*** Material for this task ***

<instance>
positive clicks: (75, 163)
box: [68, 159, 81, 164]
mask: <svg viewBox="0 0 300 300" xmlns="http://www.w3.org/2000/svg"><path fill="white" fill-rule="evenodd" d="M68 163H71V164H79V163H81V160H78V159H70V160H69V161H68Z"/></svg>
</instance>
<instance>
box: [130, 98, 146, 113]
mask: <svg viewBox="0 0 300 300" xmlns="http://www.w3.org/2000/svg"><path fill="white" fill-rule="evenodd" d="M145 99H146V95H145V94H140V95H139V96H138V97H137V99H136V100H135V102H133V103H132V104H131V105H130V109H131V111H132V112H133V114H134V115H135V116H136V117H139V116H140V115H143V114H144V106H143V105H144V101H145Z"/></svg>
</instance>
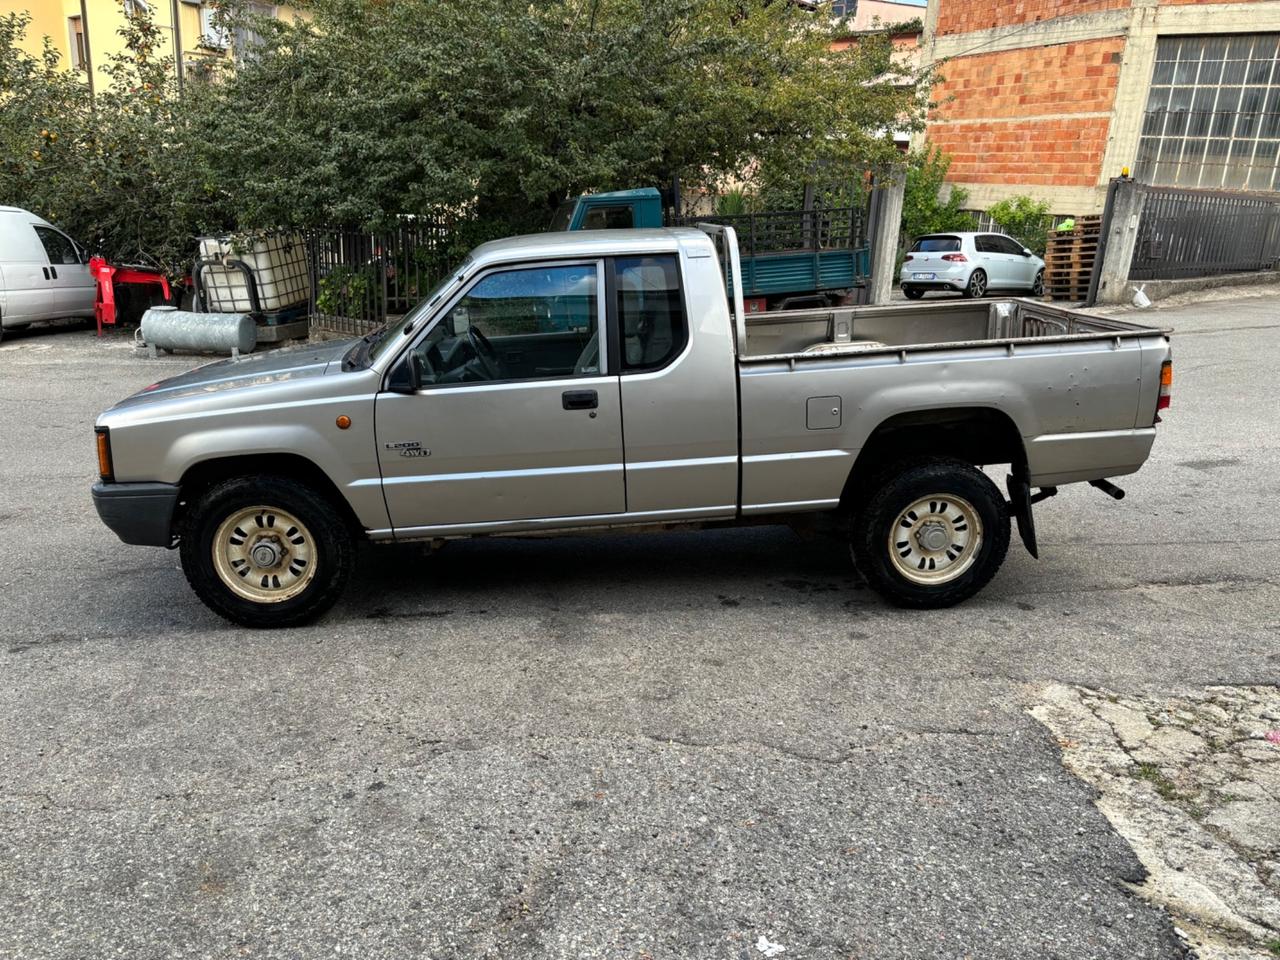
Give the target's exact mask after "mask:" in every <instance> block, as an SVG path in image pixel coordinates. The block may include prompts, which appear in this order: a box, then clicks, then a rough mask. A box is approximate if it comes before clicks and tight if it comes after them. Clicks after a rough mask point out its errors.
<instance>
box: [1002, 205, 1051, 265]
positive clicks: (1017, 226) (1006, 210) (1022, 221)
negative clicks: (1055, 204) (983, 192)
mask: <svg viewBox="0 0 1280 960" xmlns="http://www.w3.org/2000/svg"><path fill="white" fill-rule="evenodd" d="M987 215H988V216H989V218H991V219H992V220H995V221H996V223H997V224H1000V228H1001V229H1002V230H1004V232H1005V233H1007V234H1009V236H1010V237H1012V238H1015V239H1016V241H1019V242H1020V243H1021V244H1023V246H1025V247H1028V248H1029V250H1030V251H1032V252H1033V253H1034V255H1036V256H1038V257H1042V256H1044V247H1046V246H1047V243H1048V229H1050V225H1051V223H1052V218H1051V216H1050V214H1048V204H1047V202H1046V201H1043V200H1033V198H1032V197H1027V196H1016V197H1009V198H1006V200H1001V201H1000V202H998V204H995V205H993V206H992V207H991V209H989V210H987Z"/></svg>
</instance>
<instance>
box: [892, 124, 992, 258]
mask: <svg viewBox="0 0 1280 960" xmlns="http://www.w3.org/2000/svg"><path fill="white" fill-rule="evenodd" d="M948 169H951V157H948V156H947V155H946V154H943V152H942V150H940V148H937V147H932V146H929V145H925V146H924V148H922V150H914V151H911V154H910V155H909V156H908V166H906V187H905V191H904V196H902V232H901V237H900V243H901V246H902V250H904V251H905V250H906V248H908V247H909V246H910V244H911V243H913V242H914V241H915V238H916V237H922V236H924V234H927V233H941V232H945V230H972V229H974V227H975V224H974V219H973V215H972V214H968V212H965V210H964V206H965V204H968V202H969V192H968V191H965V189H963V188H960V187H947V186H946V177H947V170H948Z"/></svg>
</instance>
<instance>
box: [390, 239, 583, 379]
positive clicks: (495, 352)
mask: <svg viewBox="0 0 1280 960" xmlns="http://www.w3.org/2000/svg"><path fill="white" fill-rule="evenodd" d="M596 274H598V270H596V265H595V264H576V265H572V266H558V265H557V266H536V268H521V269H516V270H500V271H497V273H492V274H486V275H485V276H483V278H481V279H480V280H477V282H476V283H475V285H472V287H471V289H468V291H467V292H466V294H465V296H463V297H462V300H460V301H458V302H457V303H456V305H454V306H453V308H452V310H449V312H448V314H445V315H444V316H443V317H440V320H439V323H436V324H435V325H434V326H433V328H431V330H430V333H429V334H428V335H426V337H425V338H424V339H422V342H421V343H419V344H417V346H416V347H415V348H413V349H415V352H417V355H419V357H420V358H421V361H422V385H424V387H430V385H433V384H435V385H444V384H460V383H486V381H488V383H494V381H499V380H541V379H553V378H561V376H599V375H600V372H602V370H603V369H604V366H603V352H602V349H600V337H599V328H600V320H599V297H598V292H599V278H598V275H596Z"/></svg>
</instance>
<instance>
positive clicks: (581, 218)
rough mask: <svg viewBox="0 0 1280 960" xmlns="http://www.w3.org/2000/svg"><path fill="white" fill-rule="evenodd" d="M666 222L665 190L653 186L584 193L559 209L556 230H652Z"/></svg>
mask: <svg viewBox="0 0 1280 960" xmlns="http://www.w3.org/2000/svg"><path fill="white" fill-rule="evenodd" d="M662 225H663V215H662V193H659V192H658V191H657V189H654V188H653V187H640V188H639V189H618V191H613V192H612V193H584V195H582V196H580V197H575V198H573V200H566V201H564V202H563V204H561V205H559V209H558V210H557V211H556V218H554V219H553V220H552V232H553V233H556V232H559V230H618V229H632V228H635V229H650V228H655V227H662Z"/></svg>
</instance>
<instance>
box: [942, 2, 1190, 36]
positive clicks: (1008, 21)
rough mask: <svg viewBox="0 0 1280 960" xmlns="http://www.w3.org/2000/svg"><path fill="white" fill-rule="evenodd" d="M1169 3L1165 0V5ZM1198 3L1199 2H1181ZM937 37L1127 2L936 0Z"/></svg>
mask: <svg viewBox="0 0 1280 960" xmlns="http://www.w3.org/2000/svg"><path fill="white" fill-rule="evenodd" d="M1167 1H1169V0H1166V3H1167ZM1184 1H1185V3H1201V0H1184ZM938 3H940V4H941V6H940V9H938V27H937V32H938V36H946V35H947V33H968V32H970V31H975V29H989V28H992V27H1014V26H1018V24H1019V23H1034V22H1037V20H1051V19H1053V18H1055V17H1071V15H1075V14H1082V13H1101V12H1102V10H1115V9H1120V8H1128V6H1129V4H1130V0H938Z"/></svg>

*** End of Material for this task ***

-- Task description --
Give back every record above word for word; the pictures have no place in it.

-- Exercise output --
<instance>
positive clicks: (75, 163)
box: [68, 159, 81, 164]
mask: <svg viewBox="0 0 300 300" xmlns="http://www.w3.org/2000/svg"><path fill="white" fill-rule="evenodd" d="M68 163H71V164H79V163H81V160H78V159H70V160H69V161H68Z"/></svg>
</instance>
<instance>
box: [130, 98, 146, 113]
mask: <svg viewBox="0 0 300 300" xmlns="http://www.w3.org/2000/svg"><path fill="white" fill-rule="evenodd" d="M145 99H146V95H145V94H140V95H139V96H138V97H137V99H136V100H135V102H133V103H132V104H131V105H130V109H131V111H132V112H133V114H134V115H135V116H136V117H139V116H140V115H143V114H144V106H143V105H144V101H145Z"/></svg>
</instance>
Give the target's exact mask after "mask:" in every <instance> block, as an SVG path in image pixel coordinates. The block may include prompts, which appear in this order: a box, then clicks, then a rough mask. A box is approximate if it comes before clicks and tight if it comes after them. Clicks after a rough mask point out its errors.
<instance>
box: [1002, 205, 1051, 265]
positive clicks: (1017, 226) (1006, 210) (1022, 221)
negative clicks: (1055, 204) (983, 192)
mask: <svg viewBox="0 0 1280 960" xmlns="http://www.w3.org/2000/svg"><path fill="white" fill-rule="evenodd" d="M987 215H988V216H989V218H991V219H992V220H995V221H996V223H997V224H1000V228H1001V229H1002V230H1004V232H1005V233H1007V234H1009V236H1010V237H1012V238H1015V239H1016V241H1019V242H1020V243H1021V244H1023V246H1025V247H1028V248H1029V250H1030V251H1032V252H1033V253H1034V255H1036V256H1038V257H1042V256H1044V247H1046V246H1047V243H1048V229H1050V225H1051V223H1052V218H1051V216H1050V214H1048V204H1047V202H1046V201H1043V200H1033V198H1032V197H1027V196H1016V197H1009V198H1006V200H1001V201H1000V202H998V204H995V205H993V206H992V207H991V209H989V210H987Z"/></svg>
</instance>
<instance>
box: [892, 124, 992, 258]
mask: <svg viewBox="0 0 1280 960" xmlns="http://www.w3.org/2000/svg"><path fill="white" fill-rule="evenodd" d="M948 169H951V157H948V156H947V155H946V154H943V152H942V150H940V148H937V147H932V146H929V145H925V146H924V148H922V150H914V151H911V154H910V155H909V156H908V166H906V187H905V191H904V196H902V232H901V237H900V243H901V246H902V250H904V251H905V250H906V248H908V247H909V246H910V244H911V243H913V242H914V241H915V238H916V237H922V236H924V234H927V233H941V232H945V230H972V229H974V227H975V224H974V219H973V215H972V214H968V212H965V210H964V206H965V204H968V202H969V192H968V191H965V189H963V188H960V187H947V186H946V177H947V170H948Z"/></svg>
</instance>
<instance>
box: [390, 239, 583, 379]
positive clicks: (495, 352)
mask: <svg viewBox="0 0 1280 960" xmlns="http://www.w3.org/2000/svg"><path fill="white" fill-rule="evenodd" d="M596 274H598V270H596V265H595V264H576V265H572V266H558V265H557V266H536V268H521V269H516V270H500V271H497V273H492V274H486V275H485V276H483V278H481V279H480V280H477V282H476V283H475V285H472V287H471V289H468V291H467V292H466V294H465V296H463V297H462V300H460V301H458V302H457V303H456V305H454V306H453V308H452V310H449V312H448V314H445V315H444V316H443V317H440V320H439V323H436V324H435V325H434V326H433V328H431V330H430V333H429V334H428V335H426V337H425V338H424V339H422V342H421V343H419V344H417V346H416V347H415V348H413V349H415V352H417V355H419V357H420V358H421V361H422V385H424V387H430V385H433V384H435V385H444V384H460V383H486V381H488V383H494V381H499V380H541V379H553V378H561V376H599V375H600V372H602V370H603V369H604V366H603V352H602V349H600V337H599V328H600V320H599V297H598V292H599V278H598V275H596Z"/></svg>
</instance>
<instance>
positive clicks: (581, 218)
rough mask: <svg viewBox="0 0 1280 960" xmlns="http://www.w3.org/2000/svg"><path fill="white" fill-rule="evenodd" d="M666 222L665 190L653 186L584 193L559 209L556 230H652Z"/></svg>
mask: <svg viewBox="0 0 1280 960" xmlns="http://www.w3.org/2000/svg"><path fill="white" fill-rule="evenodd" d="M662 225H663V215H662V193H659V192H658V191H657V189H654V188H653V187H640V188H639V189H618V191H613V192H612V193H584V195H582V196H580V197H575V198H573V200H566V201H564V202H563V204H561V205H559V209H558V210H557V211H556V218H554V219H553V220H552V232H553V233H556V232H559V230H618V229H632V228H635V229H650V228H655V227H662Z"/></svg>
</instance>
<instance>
box: [942, 2, 1190, 36]
positive clicks: (1008, 21)
rough mask: <svg viewBox="0 0 1280 960" xmlns="http://www.w3.org/2000/svg"><path fill="white" fill-rule="evenodd" d="M1169 3L1165 0V5ZM1198 3L1199 2H1181ZM937 37L1127 2L936 0Z"/></svg>
mask: <svg viewBox="0 0 1280 960" xmlns="http://www.w3.org/2000/svg"><path fill="white" fill-rule="evenodd" d="M1167 1H1169V0H1166V3H1167ZM1184 1H1185V3H1201V0H1184ZM938 3H940V4H941V6H940V9H938V27H937V32H938V36H946V35H947V33H968V32H970V31H975V29H989V28H992V27H1014V26H1018V24H1019V23H1034V22H1037V20H1051V19H1053V18H1055V17H1071V15H1075V14H1082V13H1101V12H1102V10H1115V9H1120V8H1128V6H1129V4H1130V0H938Z"/></svg>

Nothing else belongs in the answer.